- [EXERCISE DETAILS] Find every line of the records that holds the word "Trace" with matching case and copy each such line.
##########
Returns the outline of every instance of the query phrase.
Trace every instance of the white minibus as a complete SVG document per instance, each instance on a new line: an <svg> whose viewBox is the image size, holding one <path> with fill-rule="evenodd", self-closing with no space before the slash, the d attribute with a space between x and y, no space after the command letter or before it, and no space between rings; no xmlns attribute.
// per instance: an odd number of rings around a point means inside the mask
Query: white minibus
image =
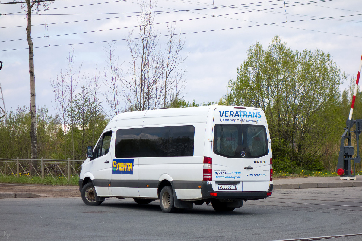
<svg viewBox="0 0 362 241"><path fill-rule="evenodd" d="M119 114L82 165L86 204L160 199L165 212L211 202L217 211L273 190L271 140L260 108L212 105Z"/></svg>

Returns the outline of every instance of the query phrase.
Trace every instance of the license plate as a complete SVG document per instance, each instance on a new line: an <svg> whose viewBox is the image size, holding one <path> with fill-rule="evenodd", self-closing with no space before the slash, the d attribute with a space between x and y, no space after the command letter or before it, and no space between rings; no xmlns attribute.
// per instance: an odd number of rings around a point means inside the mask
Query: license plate
<svg viewBox="0 0 362 241"><path fill-rule="evenodd" d="M218 185L218 188L219 190L237 190L237 185L219 184Z"/></svg>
##########
- [RESULT OF THIS TASK]
Trace every instance of the white minibus as a complete SVG document per instance, each instance on a new line: an <svg> whose viewBox is the image size, holding one <path> with fill-rule="evenodd", self-closing with no space before the slash, the d attribute with a space between x and y, no space after the command letter or before it, and no space between rings; no xmlns attribute.
Trace every instance of the license plate as a complete SVG document per instance, each instance on a new line: an <svg> whose viewBox is the image size, holding one <path> with fill-rule="evenodd", self-closing with no space before the slash, the d attribute with a space between x and y, no space after the command letter or before it, and no space between rings; no xmlns attribute.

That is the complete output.